* Requirement:
What lines of the data below hold "receive"? Show them.
BEGIN The data
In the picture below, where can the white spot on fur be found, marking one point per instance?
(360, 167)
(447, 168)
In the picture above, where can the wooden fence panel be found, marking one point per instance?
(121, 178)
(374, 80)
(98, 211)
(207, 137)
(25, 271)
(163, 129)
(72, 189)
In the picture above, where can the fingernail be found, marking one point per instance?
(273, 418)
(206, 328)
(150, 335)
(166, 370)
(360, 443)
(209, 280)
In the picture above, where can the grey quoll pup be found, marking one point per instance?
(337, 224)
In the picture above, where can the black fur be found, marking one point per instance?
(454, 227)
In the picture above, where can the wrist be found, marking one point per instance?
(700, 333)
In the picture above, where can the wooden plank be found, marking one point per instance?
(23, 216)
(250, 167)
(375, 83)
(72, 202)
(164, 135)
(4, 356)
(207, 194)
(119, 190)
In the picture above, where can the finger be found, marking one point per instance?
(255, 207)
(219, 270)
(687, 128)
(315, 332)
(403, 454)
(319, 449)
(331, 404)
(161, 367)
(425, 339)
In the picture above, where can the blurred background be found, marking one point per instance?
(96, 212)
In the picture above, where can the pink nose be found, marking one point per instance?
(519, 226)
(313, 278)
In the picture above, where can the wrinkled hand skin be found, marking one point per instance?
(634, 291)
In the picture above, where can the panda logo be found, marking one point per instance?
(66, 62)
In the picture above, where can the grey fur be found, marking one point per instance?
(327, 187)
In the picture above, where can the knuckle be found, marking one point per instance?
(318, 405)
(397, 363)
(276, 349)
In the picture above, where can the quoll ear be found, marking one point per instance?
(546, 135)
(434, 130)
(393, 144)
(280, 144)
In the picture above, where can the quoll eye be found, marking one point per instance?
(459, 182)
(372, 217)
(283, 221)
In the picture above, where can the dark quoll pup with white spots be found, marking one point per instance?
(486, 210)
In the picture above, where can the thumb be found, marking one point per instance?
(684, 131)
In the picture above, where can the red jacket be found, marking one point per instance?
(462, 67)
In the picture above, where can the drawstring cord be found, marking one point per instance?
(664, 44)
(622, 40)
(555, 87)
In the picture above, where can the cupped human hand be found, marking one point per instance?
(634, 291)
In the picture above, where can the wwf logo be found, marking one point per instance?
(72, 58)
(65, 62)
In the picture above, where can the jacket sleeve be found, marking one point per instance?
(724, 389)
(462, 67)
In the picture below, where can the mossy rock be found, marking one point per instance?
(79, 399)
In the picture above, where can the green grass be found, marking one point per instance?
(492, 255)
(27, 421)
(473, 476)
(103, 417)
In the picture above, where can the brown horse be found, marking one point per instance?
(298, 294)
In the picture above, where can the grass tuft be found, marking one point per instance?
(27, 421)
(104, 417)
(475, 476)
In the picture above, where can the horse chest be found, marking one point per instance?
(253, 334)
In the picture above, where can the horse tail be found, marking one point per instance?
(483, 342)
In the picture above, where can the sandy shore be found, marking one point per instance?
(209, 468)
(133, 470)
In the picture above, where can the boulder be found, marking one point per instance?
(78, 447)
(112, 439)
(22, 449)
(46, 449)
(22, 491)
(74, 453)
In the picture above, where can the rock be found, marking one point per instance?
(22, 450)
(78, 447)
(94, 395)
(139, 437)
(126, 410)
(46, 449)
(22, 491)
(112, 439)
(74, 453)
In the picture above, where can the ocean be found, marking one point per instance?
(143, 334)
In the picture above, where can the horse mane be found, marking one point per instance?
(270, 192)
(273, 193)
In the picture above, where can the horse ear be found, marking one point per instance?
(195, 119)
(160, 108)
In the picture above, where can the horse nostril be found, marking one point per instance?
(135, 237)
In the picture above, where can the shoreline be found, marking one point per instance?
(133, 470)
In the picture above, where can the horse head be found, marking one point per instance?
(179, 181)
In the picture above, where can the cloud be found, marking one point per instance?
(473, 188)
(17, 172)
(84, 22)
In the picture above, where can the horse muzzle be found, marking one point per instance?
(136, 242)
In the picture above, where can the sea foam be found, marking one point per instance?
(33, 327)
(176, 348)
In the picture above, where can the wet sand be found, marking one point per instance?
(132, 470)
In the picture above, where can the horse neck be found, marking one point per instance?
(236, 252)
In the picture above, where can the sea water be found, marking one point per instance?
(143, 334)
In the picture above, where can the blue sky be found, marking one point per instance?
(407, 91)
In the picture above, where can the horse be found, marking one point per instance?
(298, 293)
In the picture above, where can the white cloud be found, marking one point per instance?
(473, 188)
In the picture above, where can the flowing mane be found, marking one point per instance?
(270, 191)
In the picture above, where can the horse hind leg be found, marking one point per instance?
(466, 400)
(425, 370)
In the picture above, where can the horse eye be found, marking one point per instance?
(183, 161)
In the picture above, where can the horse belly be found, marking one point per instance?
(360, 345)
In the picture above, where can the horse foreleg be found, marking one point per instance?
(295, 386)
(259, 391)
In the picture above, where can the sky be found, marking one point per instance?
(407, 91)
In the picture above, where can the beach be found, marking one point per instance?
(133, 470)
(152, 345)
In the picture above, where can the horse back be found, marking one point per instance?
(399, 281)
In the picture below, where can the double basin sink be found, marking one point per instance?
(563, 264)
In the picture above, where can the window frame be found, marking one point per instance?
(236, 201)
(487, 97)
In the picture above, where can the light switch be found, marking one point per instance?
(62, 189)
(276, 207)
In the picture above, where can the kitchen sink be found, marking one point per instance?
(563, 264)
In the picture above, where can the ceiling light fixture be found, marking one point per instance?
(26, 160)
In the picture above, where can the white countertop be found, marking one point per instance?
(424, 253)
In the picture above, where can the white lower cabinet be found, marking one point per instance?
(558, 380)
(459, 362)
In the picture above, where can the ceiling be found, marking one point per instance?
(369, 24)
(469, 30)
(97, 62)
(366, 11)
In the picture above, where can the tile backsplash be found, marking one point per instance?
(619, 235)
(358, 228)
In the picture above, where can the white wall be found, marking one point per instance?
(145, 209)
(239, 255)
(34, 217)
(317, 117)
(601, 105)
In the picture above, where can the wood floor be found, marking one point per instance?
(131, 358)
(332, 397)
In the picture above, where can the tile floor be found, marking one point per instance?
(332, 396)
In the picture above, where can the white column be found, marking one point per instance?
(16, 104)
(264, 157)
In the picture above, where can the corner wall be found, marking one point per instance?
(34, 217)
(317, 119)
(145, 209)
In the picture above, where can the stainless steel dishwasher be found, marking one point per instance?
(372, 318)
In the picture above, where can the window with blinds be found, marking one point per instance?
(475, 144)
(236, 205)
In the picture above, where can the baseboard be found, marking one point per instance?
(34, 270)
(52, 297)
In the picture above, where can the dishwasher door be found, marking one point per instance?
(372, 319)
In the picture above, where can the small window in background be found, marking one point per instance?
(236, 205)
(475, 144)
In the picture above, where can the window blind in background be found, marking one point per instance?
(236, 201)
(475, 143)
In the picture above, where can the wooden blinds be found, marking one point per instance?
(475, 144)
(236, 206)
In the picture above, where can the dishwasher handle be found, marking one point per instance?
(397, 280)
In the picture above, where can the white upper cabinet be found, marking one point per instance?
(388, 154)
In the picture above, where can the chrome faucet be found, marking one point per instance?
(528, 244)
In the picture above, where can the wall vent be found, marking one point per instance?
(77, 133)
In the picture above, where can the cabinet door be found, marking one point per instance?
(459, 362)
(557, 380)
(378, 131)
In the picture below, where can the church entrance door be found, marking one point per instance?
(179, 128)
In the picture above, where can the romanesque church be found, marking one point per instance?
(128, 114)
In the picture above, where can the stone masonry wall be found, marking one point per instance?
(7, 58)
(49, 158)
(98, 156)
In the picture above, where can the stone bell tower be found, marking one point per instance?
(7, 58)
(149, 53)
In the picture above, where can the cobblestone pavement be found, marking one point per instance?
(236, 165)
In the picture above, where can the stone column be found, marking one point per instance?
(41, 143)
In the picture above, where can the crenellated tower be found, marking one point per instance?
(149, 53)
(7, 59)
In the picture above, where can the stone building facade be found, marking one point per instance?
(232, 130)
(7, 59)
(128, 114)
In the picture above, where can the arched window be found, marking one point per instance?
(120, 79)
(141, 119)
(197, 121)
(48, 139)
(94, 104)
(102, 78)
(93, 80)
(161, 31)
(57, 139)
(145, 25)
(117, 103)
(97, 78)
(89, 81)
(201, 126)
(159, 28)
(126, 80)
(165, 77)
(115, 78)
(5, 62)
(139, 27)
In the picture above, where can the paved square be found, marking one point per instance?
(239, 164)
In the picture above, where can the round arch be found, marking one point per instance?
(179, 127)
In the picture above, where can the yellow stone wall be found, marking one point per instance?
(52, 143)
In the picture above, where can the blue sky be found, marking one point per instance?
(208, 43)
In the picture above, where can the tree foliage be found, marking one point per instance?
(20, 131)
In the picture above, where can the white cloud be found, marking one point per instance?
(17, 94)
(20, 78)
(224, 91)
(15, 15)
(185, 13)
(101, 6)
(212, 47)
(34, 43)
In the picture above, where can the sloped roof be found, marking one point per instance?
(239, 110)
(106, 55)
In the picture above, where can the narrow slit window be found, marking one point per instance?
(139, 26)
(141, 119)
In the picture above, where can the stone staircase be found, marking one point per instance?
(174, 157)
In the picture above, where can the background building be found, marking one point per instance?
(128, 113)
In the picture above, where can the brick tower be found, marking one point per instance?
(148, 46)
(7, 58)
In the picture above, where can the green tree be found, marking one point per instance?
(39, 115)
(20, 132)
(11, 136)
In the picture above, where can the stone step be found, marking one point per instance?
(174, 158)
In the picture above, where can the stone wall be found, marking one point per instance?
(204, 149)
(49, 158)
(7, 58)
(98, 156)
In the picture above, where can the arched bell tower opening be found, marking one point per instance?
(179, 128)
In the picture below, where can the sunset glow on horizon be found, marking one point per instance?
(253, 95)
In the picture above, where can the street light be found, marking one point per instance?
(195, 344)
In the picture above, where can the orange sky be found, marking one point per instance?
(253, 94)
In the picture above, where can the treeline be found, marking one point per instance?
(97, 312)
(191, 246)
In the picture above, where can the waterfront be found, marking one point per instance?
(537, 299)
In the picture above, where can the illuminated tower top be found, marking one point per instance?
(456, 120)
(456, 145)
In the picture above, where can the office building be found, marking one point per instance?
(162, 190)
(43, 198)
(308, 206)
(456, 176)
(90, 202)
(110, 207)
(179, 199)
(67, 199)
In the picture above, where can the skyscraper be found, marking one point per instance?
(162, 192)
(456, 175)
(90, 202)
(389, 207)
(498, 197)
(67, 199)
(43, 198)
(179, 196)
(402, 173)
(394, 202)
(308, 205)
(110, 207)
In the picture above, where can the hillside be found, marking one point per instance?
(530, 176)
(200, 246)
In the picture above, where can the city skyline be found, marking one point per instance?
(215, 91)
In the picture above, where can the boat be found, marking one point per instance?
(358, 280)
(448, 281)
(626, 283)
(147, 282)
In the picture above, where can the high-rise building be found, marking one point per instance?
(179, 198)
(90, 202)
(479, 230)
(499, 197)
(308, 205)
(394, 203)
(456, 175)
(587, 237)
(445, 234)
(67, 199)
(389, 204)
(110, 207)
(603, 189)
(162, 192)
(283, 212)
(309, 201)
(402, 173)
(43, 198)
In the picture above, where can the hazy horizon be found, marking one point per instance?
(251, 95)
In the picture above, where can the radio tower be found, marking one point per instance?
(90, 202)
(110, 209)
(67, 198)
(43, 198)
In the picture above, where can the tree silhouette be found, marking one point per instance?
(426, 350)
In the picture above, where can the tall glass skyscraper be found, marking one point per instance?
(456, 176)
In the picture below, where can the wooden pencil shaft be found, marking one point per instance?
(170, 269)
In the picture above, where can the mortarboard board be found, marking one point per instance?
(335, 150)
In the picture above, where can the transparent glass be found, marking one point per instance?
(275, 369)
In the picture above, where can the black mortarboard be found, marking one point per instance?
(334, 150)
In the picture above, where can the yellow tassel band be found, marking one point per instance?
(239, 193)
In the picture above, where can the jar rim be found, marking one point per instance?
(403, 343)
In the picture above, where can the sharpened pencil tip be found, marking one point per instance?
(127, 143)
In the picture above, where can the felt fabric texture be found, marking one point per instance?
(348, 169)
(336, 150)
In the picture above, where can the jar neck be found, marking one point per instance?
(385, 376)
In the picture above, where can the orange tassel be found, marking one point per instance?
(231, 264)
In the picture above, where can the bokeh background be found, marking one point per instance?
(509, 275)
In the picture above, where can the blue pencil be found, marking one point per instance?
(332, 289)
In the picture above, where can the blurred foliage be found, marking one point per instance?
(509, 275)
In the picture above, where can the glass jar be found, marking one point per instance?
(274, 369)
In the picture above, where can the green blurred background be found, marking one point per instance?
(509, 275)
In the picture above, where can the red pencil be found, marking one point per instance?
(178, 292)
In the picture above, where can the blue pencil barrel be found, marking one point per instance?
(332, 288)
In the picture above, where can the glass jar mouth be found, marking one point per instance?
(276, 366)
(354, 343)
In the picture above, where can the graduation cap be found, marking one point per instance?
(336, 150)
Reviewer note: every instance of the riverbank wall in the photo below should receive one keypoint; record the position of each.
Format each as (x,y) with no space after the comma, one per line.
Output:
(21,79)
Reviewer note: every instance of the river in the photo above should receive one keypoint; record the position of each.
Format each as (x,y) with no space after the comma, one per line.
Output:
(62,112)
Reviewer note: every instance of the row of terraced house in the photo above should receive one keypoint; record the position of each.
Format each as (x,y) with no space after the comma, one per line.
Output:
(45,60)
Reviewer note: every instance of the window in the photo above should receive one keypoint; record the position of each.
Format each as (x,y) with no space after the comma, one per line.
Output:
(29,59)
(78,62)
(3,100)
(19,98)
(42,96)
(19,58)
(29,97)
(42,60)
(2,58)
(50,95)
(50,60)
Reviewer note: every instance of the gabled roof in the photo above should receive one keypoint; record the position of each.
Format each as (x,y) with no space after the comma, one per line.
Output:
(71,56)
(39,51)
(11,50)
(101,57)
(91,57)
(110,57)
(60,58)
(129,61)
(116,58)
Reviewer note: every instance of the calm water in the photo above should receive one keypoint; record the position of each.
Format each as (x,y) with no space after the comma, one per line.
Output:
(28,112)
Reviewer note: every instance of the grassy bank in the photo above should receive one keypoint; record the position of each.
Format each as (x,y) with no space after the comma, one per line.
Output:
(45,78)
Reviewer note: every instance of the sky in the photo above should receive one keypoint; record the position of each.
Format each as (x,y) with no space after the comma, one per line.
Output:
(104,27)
END The data
* Finished task:
Reviewer note: every instance of the riverbank wall in the photo below should receive one keypoint; record the position of each.
Reviewer note: every instance of the river in the photo above should receive one keypoint; record the position of each.
Reviewer note: every instance of the row of terraced house in the photo above should receive one keypoint; record the position of each.
Reviewer note: every instance of the window in the photo above should receive one keypoint; record the position of each.
Reviewer note: every instance of the gabled roof in the photo above should receive one keypoint; record the position of each.
Reviewer note: every instance of the calm water in the photo above should receive one keypoint; record the position of each.
Reviewer note: every instance of the grassy bank in the photo above should receive one keypoint; record the position of each.
Reviewer note: every instance of the sky in the photo above should receive one keypoint; record the position of each.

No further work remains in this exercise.